(SHORT TASK 1): In the forum thread about Julia below, list each thing the opening post says "we want" in its three-wants problem.
(SHORT TASK 2): In the forum thread about Julia below, rename "algo" to "algorithm" and write out the passage starting at "The dev-production divide" and ending at "to strict typing.".

(QUOTED TEXT):
-=-=-
Julia solves a two-language problem but the real problem is a 3-wants problem which Julia does not necessarily serve well atm

Julia solves the two language - write the algo in a slow language and then reimplement it in fast language.

However, that is not the biggeest two language.

The real problem is this

  • Modeler write code for their models
  • Software engineers put code into production

It’s a pain to productionise code not in the sense that you can’t run a R glm model or a Python Pytorch model in a production environment it’s that those productionised systems are brittle. It fails with if the wrong type of data is passed.

The way to solve it is to recode everything into a language with static analysis and proper types like C++ and Rust.

Recently, one of complaint at work was a monte-carlo simulation model in R was too hard to put into production since no one in the implementation team has the skills to tackle that!

The dev-production divide is a two language. It’s arguable more important the two-langauge problem solved by Julia.

In fact it’s a 3 wants problem. We want to

  • Easily dev the algo
  • Make the algo fast
  • Make the algo deployable in a non-brittle fashion

It’s not a 3 language problem as one language can solve the latter 2 (c++/rust heck even java in some cases).

Unfortunately, it’s harder for Julia to solve the 3rd want and I think Static.jl is not going to be able to solve since Julia’s ecoystem is not friendly to strict typing.

Alas, we are back to the drawing board. Hopefully Julia 2.0 can solve the 3rd want with some Trait system and some redesigns that can improve static analysis.

25 Likes

You may have a point here. That is the “it runs on my laptop” syndrome.
As someone who configures HPC systems I am interested in this.

However I will counter you with asking why does containerisation not help here.

9 Likes

Yeah. Typed this while drunk on a beer. Also en not first Lang and didn’t bother using grammarly. Lol

5 Likes

The typing discipline and static analysis issue isn’t solved with containeriation though. U can deploy via docker but is the deployment brittle?

1 Like

Not sure about that endless debate on statically vs dynamically typed languages. While there are some type systems that guarantee correctness to a good extent – Haskell, Scala and Rust – I would trust Julia code – given that it is often shorter, more general and readable – more than C/C++ any time. There are also examples of large code bases in dynamically typed languages such as Ruby or Javascript and whole operating systems have been written in Lisp or Smalltalk.
-=-=-
(DATA LISTING):
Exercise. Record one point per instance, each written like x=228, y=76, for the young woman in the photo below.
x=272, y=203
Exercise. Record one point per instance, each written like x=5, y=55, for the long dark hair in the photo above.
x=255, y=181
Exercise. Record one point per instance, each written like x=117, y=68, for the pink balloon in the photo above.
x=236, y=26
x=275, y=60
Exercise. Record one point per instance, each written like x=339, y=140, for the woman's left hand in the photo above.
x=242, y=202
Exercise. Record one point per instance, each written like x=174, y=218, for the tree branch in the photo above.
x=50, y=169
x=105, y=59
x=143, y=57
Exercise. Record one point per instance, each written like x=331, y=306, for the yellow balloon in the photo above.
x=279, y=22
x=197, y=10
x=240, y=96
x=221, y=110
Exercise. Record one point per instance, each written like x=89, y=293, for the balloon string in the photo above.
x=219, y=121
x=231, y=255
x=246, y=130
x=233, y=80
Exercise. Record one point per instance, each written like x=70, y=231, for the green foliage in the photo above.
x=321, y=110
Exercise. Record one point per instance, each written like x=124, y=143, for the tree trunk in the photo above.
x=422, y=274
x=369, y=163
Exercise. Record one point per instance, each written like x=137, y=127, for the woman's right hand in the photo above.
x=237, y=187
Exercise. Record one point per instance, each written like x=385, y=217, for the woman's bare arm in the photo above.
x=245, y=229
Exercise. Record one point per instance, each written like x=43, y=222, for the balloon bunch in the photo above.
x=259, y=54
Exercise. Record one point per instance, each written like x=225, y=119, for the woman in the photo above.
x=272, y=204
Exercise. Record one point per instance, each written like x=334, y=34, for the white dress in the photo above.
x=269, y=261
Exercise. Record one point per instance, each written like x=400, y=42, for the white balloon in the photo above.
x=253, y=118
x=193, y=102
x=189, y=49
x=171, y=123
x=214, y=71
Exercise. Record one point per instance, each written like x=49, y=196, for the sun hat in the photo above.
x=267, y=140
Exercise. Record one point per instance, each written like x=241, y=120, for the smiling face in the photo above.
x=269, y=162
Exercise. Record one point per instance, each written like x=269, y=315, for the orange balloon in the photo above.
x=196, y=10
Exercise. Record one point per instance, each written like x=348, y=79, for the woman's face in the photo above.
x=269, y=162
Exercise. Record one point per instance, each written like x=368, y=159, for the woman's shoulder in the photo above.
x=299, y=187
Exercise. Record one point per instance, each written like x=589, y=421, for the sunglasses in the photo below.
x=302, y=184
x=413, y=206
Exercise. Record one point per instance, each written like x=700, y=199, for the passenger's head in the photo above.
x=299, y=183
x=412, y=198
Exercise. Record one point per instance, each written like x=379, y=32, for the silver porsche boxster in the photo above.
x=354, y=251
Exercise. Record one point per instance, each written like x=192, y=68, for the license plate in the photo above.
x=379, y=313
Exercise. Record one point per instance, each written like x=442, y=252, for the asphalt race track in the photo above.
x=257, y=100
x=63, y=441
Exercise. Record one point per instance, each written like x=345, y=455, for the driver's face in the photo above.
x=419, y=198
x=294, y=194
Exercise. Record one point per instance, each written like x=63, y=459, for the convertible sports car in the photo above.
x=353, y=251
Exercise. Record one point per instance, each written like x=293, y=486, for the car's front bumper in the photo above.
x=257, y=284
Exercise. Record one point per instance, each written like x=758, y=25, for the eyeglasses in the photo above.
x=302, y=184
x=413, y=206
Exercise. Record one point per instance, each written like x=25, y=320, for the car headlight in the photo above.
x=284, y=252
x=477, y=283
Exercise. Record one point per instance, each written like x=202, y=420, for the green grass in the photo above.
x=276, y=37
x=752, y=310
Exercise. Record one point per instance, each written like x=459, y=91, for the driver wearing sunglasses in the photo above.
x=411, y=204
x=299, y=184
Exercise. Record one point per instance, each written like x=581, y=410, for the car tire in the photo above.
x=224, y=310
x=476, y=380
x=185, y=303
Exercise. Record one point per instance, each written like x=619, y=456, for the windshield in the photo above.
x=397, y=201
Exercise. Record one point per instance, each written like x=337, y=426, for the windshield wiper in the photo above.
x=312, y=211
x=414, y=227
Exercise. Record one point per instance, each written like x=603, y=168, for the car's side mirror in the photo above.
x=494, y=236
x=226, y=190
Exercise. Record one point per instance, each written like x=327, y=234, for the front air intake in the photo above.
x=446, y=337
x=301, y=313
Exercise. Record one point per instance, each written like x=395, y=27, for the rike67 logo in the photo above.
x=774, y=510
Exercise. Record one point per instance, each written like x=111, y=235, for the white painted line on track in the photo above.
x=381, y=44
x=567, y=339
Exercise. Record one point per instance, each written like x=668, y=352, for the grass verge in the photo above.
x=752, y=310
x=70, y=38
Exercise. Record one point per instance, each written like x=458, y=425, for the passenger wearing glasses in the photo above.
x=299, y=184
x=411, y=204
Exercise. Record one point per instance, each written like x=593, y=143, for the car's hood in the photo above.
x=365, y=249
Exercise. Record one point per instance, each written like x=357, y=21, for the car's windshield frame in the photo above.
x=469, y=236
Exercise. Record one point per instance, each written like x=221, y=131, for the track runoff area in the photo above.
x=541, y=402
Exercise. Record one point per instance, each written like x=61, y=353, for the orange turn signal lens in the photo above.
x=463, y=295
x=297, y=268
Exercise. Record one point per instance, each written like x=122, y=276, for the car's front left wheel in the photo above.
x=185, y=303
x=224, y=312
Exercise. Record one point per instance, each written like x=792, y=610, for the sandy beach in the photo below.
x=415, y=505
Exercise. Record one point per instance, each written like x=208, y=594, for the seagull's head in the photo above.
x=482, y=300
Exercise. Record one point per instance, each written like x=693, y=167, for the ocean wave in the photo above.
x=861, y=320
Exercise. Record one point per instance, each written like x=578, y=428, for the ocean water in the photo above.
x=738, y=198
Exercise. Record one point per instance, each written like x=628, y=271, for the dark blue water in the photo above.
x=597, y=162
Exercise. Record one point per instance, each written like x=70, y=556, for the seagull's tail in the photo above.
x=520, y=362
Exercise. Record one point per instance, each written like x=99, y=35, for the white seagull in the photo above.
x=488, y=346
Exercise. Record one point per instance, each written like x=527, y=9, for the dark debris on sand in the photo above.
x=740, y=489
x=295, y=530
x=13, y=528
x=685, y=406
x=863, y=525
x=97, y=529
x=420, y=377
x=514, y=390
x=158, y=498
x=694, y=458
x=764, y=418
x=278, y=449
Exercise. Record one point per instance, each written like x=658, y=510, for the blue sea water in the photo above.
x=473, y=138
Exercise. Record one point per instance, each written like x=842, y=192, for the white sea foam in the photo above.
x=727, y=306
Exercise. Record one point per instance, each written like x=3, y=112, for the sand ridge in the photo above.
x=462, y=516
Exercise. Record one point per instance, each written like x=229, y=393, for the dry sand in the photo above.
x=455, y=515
-=-=-
(EXERCISE ANSWER 1):
- Easily dev the algo
- Make the algo fast
- Make the algo deployable in a non-brittle fashion

(EXERCISE ANSWER 2):
The dev-production divide is a two language. It’s arguable more important the two-langauge problem solved by Julia.

In fact it’s a 3 wants problem. We want to

  • Easily dev the algorithm
  • Make the algorithm fast
  • Make the algorithm deployable in a non-brittle fashion

It’s not a 3 language problem as one language can solve the latter 2 (c++/rust heck even java in some cases).

Unfortunately, it’s harder for Julia to solve the 3rd want and I think Static.jl is not going to be able to solve since Julia’s ecoystem is not friendly to strict typing.